◆ **Task brief**: Identify every line in the listing below that contains the word "white", and copy each of those lines.

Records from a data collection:
↓↓↓

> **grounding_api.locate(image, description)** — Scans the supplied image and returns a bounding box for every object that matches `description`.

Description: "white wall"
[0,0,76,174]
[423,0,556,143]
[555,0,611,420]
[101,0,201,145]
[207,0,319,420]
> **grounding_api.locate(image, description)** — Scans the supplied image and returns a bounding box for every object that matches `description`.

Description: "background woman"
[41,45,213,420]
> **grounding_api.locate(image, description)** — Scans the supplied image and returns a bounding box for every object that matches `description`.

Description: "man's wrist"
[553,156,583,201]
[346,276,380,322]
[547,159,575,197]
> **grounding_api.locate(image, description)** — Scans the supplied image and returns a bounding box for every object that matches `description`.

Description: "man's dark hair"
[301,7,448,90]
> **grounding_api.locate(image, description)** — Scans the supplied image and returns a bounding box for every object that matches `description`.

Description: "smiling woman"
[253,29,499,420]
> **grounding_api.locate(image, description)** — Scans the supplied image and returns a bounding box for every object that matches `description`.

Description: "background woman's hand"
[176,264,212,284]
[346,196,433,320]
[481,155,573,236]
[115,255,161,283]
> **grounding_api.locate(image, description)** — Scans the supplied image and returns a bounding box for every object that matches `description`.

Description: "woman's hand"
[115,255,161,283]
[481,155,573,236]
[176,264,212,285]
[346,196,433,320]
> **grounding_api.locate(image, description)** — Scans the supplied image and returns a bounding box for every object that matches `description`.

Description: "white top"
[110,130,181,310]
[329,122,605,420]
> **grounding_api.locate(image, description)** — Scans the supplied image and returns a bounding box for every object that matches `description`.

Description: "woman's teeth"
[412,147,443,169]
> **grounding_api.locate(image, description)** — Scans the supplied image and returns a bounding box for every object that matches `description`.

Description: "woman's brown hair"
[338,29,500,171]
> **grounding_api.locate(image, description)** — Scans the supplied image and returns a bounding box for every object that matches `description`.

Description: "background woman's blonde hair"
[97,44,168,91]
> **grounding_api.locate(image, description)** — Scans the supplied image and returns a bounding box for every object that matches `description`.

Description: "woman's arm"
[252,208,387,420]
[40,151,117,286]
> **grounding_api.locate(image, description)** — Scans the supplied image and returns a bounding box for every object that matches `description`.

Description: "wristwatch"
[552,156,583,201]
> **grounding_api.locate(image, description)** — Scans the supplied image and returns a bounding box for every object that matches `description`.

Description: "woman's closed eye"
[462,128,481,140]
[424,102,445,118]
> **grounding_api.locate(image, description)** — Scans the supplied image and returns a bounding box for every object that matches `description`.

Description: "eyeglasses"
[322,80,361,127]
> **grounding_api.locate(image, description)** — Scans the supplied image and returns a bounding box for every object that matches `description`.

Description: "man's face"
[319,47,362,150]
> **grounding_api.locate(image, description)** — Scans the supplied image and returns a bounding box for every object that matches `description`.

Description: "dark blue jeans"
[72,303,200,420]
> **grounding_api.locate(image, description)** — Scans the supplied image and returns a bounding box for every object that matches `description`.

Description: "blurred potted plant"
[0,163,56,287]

↑↑↑

◆ **Correct response**:
Description: "white wall"
Description: "white top"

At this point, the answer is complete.